Saved entries:
########################################

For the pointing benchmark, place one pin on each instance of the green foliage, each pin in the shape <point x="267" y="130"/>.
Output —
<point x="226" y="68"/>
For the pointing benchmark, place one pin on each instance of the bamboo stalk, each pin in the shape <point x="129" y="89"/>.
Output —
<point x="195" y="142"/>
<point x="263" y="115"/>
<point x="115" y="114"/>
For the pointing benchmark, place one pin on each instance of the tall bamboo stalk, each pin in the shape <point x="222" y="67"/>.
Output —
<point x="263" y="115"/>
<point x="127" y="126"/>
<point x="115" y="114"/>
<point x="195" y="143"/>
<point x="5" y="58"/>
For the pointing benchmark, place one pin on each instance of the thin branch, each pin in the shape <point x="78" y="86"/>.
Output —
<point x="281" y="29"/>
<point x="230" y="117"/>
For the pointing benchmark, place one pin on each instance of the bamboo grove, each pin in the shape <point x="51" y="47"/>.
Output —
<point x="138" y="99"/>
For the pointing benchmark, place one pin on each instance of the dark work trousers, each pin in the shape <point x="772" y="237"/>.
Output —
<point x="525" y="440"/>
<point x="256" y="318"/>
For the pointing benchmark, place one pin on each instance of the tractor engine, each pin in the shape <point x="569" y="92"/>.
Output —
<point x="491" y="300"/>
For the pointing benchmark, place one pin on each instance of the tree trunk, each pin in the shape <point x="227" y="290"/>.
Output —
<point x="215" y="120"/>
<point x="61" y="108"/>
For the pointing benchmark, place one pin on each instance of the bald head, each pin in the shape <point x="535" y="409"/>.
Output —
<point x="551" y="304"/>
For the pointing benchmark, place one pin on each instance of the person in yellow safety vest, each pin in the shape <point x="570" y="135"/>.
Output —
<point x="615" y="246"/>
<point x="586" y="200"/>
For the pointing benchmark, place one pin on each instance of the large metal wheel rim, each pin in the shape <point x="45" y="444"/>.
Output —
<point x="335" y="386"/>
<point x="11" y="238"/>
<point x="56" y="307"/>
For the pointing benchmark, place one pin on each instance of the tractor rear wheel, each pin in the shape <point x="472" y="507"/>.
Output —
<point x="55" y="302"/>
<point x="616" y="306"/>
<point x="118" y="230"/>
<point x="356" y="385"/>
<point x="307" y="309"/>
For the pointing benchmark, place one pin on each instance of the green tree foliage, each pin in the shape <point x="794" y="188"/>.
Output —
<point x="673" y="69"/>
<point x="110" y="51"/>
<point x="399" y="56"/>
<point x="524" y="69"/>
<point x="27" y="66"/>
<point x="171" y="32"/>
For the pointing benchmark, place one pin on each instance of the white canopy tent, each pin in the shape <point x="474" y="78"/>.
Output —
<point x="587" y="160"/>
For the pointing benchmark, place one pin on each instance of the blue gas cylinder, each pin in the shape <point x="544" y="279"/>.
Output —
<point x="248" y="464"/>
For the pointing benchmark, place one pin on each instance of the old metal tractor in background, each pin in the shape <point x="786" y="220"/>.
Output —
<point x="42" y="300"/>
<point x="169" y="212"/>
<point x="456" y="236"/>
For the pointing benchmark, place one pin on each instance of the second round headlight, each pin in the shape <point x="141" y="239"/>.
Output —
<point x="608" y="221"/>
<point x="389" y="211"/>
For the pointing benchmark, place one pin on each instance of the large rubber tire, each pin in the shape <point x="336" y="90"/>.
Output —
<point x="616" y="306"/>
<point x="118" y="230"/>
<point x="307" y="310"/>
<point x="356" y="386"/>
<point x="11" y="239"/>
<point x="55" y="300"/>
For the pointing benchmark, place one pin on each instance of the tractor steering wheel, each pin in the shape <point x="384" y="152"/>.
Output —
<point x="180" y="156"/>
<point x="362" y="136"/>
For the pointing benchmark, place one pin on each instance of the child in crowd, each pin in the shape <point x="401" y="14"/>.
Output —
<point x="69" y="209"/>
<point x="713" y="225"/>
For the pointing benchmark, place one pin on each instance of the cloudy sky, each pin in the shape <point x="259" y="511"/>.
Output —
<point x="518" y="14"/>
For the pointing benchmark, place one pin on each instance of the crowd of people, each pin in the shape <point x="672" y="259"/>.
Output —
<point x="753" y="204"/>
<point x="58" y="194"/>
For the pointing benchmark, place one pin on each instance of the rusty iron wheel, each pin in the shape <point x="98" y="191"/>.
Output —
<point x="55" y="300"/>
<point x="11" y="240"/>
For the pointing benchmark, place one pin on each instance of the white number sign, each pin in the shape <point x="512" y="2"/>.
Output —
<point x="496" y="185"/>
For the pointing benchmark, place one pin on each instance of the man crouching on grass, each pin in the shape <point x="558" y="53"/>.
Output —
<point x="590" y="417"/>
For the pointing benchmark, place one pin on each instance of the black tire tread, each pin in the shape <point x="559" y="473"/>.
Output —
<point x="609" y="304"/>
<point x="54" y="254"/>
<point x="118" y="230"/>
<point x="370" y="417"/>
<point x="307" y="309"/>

########################################

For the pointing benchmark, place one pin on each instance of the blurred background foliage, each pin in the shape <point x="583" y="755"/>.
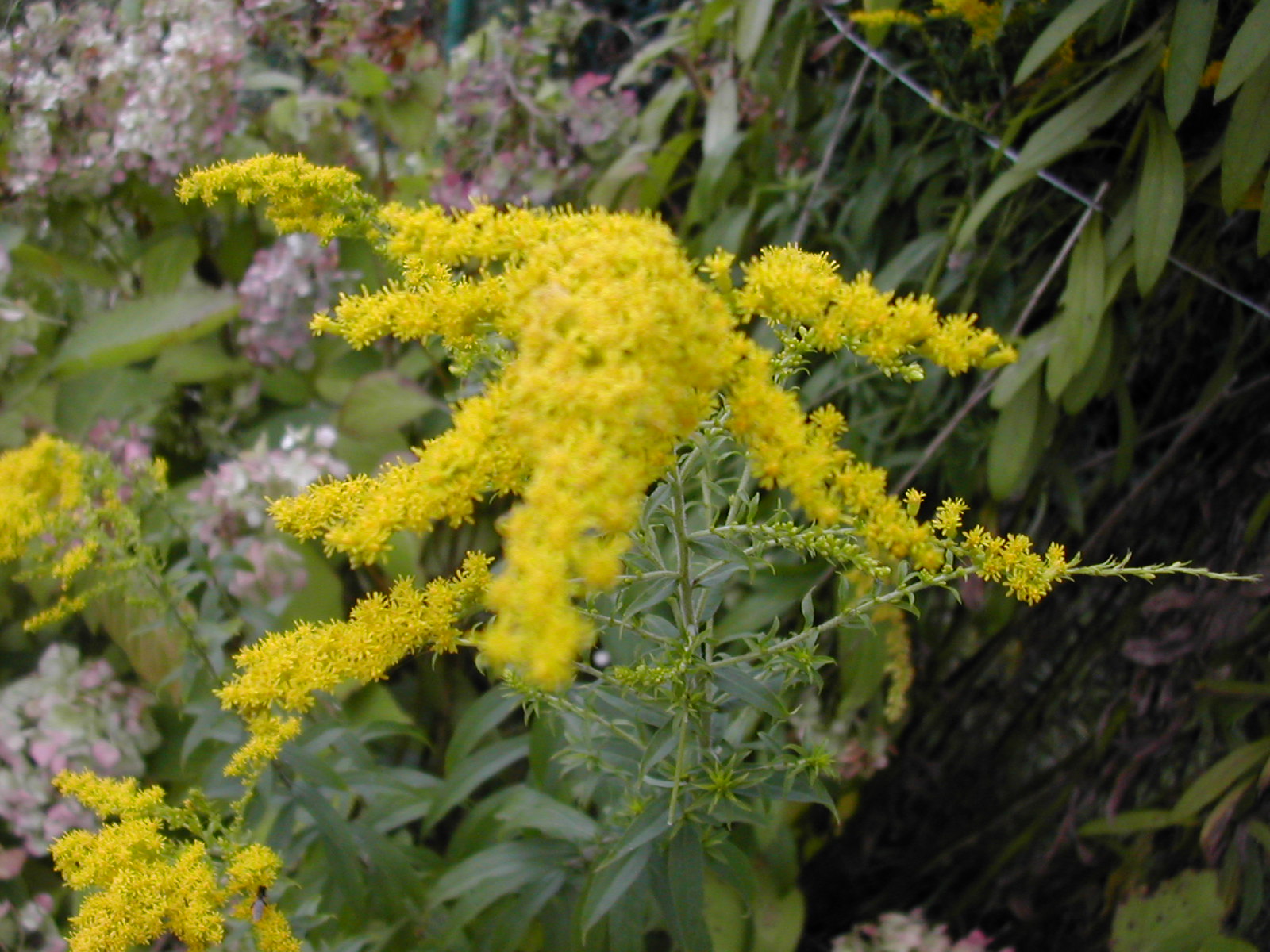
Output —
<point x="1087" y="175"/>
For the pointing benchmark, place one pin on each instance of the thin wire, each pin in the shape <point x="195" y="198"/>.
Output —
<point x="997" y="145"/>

########################################

Set task
How many lines in the rows above contain the string "metal"? Reply with the number alone.

Answer below
2